TASK: Although the entries contain pictures, only their words should be duplicated exactly.

ENTRIES PROVIDED:
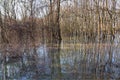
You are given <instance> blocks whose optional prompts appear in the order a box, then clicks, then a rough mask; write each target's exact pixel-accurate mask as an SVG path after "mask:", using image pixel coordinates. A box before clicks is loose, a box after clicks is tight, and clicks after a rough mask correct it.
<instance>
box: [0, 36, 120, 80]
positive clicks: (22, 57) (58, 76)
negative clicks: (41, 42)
mask: <svg viewBox="0 0 120 80" xmlns="http://www.w3.org/2000/svg"><path fill="white" fill-rule="evenodd" d="M119 40H120V36H119V34H116V37H115V40H114V42H113V43H87V44H85V43H83V44H82V43H79V42H77V41H76V42H71V43H67V42H66V41H63V42H62V43H61V49H59V47H58V46H57V44H52V46H47V45H45V44H44V45H39V46H37V47H30V48H24V49H22V50H21V51H18V52H16V53H20V54H19V55H17V56H16V55H15V54H14V51H13V52H12V51H10V50H9V49H7V50H6V51H3V50H1V52H0V80H54V79H55V80H91V79H92V80H119V79H120V45H119V42H120V41H119ZM59 50H60V51H59ZM59 53H60V55H59ZM59 57H60V58H59ZM59 60H60V61H59ZM53 76H54V77H53ZM57 76H58V77H59V78H58V77H57ZM55 77H57V78H55Z"/></svg>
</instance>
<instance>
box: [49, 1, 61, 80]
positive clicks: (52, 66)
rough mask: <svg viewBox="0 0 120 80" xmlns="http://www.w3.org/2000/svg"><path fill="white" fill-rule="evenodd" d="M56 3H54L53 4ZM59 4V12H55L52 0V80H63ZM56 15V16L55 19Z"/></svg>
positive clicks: (51, 17)
mask: <svg viewBox="0 0 120 80" xmlns="http://www.w3.org/2000/svg"><path fill="white" fill-rule="evenodd" d="M53 3H54V2H53ZM55 3H57V8H56V9H57V10H55V11H56V12H52V11H53V7H54V6H53V5H52V0H50V4H51V5H50V6H51V8H50V13H51V14H50V15H51V17H50V20H51V21H52V22H51V21H50V22H51V23H50V27H51V28H52V31H51V33H52V37H51V38H52V39H51V44H52V45H51V47H52V49H51V55H50V56H51V78H52V79H55V80H56V79H60V78H61V66H60V44H61V40H62V38H61V30H60V23H59V17H60V16H59V15H60V0H56V2H55ZM54 13H55V14H56V15H55V17H54V18H53V16H54Z"/></svg>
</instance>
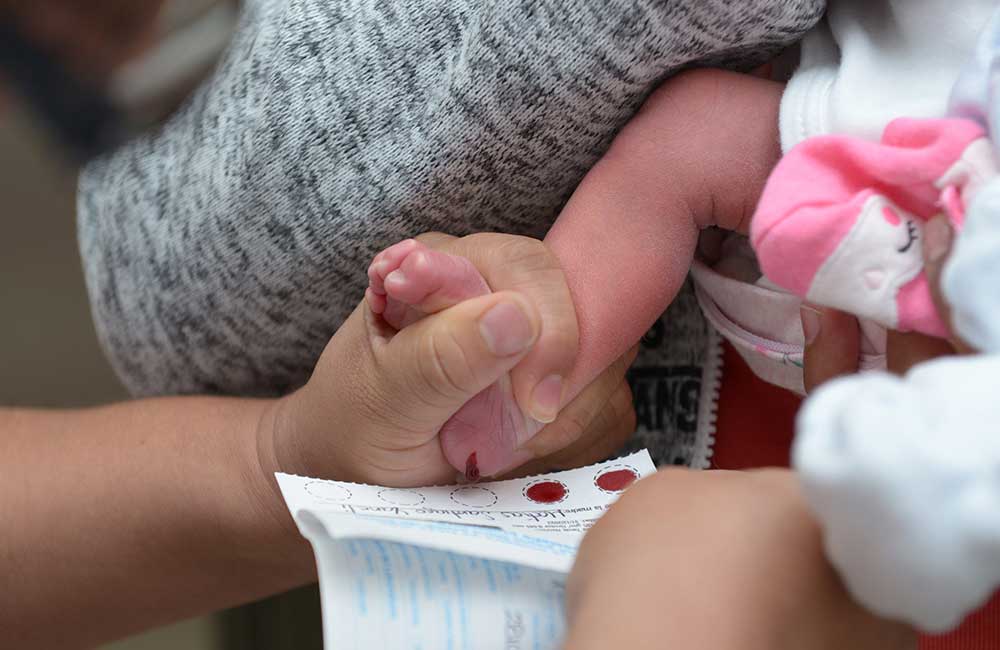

FINISHED EXERCISE:
You are given <instance> blocks whose optional prompts appear in the order a box, then clicks, then a rough mask; write each target's exact pixel-accurate mask as an SVG path after "mask:", using image pixel coordinates. A box before clicks is loose, a box after clicks is tight, and clicks after a rough mask correct it.
<instance>
box: [0, 36, 120, 80]
positive clicks: (22, 57) (58, 76)
negative clicks: (41, 42)
mask: <svg viewBox="0 0 120 80" xmlns="http://www.w3.org/2000/svg"><path fill="white" fill-rule="evenodd" d="M119 40H120V36H119V34H116V37H115V40H114V42H113V43H87V44H85V43H83V44H82V43H79V42H77V41H76V42H71V43H67V42H66V41H63V42H62V43H61V49H59V47H58V46H57V44H52V46H47V45H45V44H44V45H39V46H37V47H30V48H24V49H22V50H21V51H18V52H16V53H20V54H19V55H17V56H16V55H15V54H14V51H13V52H12V51H10V50H9V49H7V50H6V51H3V50H1V52H0V80H54V79H55V80H91V79H92V80H119V79H120V45H119V42H120V41H119ZM59 50H60V51H59ZM59 53H60V55H59ZM59 57H60V58H59ZM59 60H60V61H59ZM53 76H54V77H53ZM57 76H58V77H59V78H58V77H57ZM55 77H57V78H55Z"/></svg>
</instance>
<instance>
box: [49, 1, 61, 80]
positive clicks: (52, 66)
rough mask: <svg viewBox="0 0 120 80" xmlns="http://www.w3.org/2000/svg"><path fill="white" fill-rule="evenodd" d="M56 3H54L53 4ZM59 4V12H55L52 0V80H63ZM56 15V16L55 19Z"/></svg>
positive clicks: (51, 17)
mask: <svg viewBox="0 0 120 80" xmlns="http://www.w3.org/2000/svg"><path fill="white" fill-rule="evenodd" d="M53 3H54V2H53ZM55 3H57V8H56V9H57V10H55V11H56V12H52V11H53V7H54V6H53V5H52V0H50V4H51V5H50V6H51V8H50V13H51V14H50V15H51V17H50V20H51V21H52V22H51V21H50V22H51V23H50V27H51V28H52V31H51V33H52V37H51V38H52V39H51V44H52V45H51V47H52V49H51V55H50V56H51V78H52V79H55V80H56V79H60V78H61V66H60V44H61V40H62V38H61V30H60V23H59V17H60V16H59V15H60V0H56V2H55ZM54 13H55V14H56V15H55V17H54V18H53V16H54Z"/></svg>
</instance>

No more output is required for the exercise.